_Assigned task:_ From the regional news roundup, extract the passage starting at "A Rise in Homicides" and ending at "numbers of homicides.", copying it word for word.

_Text passage:_
....................

The High Cost of the Use of Force

Pr. George's Paid $7.9 Million in Police Suits Prince George's County Executive Jack B. Johnson (D), who campaigned on a promise to reform the county police force, disclosed Thursday that Prince George's has paid $7.9 million in jury awards and out-of-court settlements since July 2000 in lawsuits alleging excessive force and other misconduct by police officers.

In making the announcement, Johnson went beyond the requirements of a new Maryland law that forces Prince George's to disclose each year's total cost of out-of-court settlements in police misconduct cases. Johnson released the total cost for a 2 1/2-year period and included the cost of jury awards. "I do not believe the [new] law went far enough," he said in a statement.

A Rise in Homicides

Sniper Killings Contribute to 12% Increase Nearly 500 people were killed in homicides in the Washington area in 2002, a 12 percent increase over the previous year's total. Most of the killings continued to take place in the urban areas of the District and Prince George's County. But in Fairfax County, the number went from 12 in 2001 to 20 in 2002, police said.

The higher numbers mirror a national trend in growing numbers of homicides.

The sniper killings accounted for 10 of the deaths in the Washington area.

A Victory for Malvo

Judge Lets Defense See Statements A Fairfax County judge ruled that prosecutors must provide John Lee Malvo's defense team with copies of the statements the teenage sniper suspect made to police about the shootings in Fairfax and Prince William counties.

Malvo's attorneys said the order by Juvenile and Domestic Relations Judge Kimberly J. Daniel was an important victory as they prepare for a Jan. 14 hearing to determine whether Malvo's case should be transferred to adult court. There, the 17-year-old could face the death penalty if convicted.

Daniel ruled that Malvo's attorneys are entitled to some but not all of the conversations their client had with authorities because of the "complexity and severity" of the case.

Taxing Property Sales for Schools

Howard Looks for Construction Funds Searching for ways to come up with more money for much-needed school construction, Howard County officials are prepared to ask the state legislature to increase the county's real estate transfer tax.

The tax is imposed every time a property is sold. According to a draft proposal, County Executive James N. Robey (D) wants to raise the tax half a percentage point, to 1.5 percent, to generate an additional $10 million a year.

Across the Region

Clinic Problems; Library Overdue

* Mental health clinics are struggling to stay afloat in Southern Maryland, even as the demand for their services increases. Trico Corp., a fixture of stability during its 15 years of operating clinics in Hollywood, Waldorf and Bowie, is the latest mental health provider to be threatened by discouraging financial prospects.

* Montgomery County library lovers got some bad news when they learned that the popular Bethesda branch, closed for a year for renovations, will not reopen until September, even though work will be completed by April. County Executive Douglas M. Duncan said budget problems will prevent staffing the building until the fall.

* A struggle over the leadership of the Historic Annapolis Foundation ended abruptly when the organization's chief executive, who had tried to move the prominent nonprofit in the direction of museum-like programs, resigned and was replaced with a president who vowed to bring the organization back to its roots in historic preservation.

Plea from the bench: One of a series of benches by Takoma Park artist Bodil Meleny with words from area poets sits at a stop for Bethesda's free trolley service.

....................

(Extracted records)
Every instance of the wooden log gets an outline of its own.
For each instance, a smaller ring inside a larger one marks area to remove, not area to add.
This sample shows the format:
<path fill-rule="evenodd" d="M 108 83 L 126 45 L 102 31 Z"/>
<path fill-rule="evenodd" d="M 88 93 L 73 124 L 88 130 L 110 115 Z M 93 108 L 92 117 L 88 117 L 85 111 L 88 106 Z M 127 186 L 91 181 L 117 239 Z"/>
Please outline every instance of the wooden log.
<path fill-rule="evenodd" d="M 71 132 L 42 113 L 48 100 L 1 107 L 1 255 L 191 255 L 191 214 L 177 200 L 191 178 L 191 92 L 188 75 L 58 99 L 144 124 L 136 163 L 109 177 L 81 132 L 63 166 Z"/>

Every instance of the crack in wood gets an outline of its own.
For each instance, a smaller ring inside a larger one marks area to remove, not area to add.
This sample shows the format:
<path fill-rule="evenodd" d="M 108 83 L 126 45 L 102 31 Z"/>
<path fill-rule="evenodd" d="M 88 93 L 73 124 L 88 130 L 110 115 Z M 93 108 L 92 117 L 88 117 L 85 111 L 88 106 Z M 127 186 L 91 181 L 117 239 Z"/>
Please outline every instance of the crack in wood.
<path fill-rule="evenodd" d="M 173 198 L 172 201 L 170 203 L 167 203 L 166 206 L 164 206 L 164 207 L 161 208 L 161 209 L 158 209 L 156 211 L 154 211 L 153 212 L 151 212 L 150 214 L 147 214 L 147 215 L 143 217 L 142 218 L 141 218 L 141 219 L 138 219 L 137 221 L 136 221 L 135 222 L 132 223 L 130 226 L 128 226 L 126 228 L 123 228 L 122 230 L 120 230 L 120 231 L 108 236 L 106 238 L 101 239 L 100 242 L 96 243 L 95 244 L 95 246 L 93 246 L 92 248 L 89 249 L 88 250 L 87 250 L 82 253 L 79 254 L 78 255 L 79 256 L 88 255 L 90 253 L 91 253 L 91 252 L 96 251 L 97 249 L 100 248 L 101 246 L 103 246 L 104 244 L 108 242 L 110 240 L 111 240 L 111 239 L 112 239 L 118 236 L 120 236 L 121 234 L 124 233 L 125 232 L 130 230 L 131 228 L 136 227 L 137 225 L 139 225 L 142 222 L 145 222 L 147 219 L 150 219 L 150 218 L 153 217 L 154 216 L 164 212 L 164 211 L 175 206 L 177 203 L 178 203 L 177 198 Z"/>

....................

_Exercise answer:_
A Rise in Homicides

Sniper Killings Contribute to 12% Increase Nearly 500 people were killed in homicides in the Washington area in 2002, a 12 percent increase over the previous year's total. Most of the killings continued to take place in the urban areas of the District and Prince George's County. But in Fairfax County, the number went from 12 in 2001 to 20 in 2002, police said.

The higher numbers mirror a national trend in growing numbers of homicides.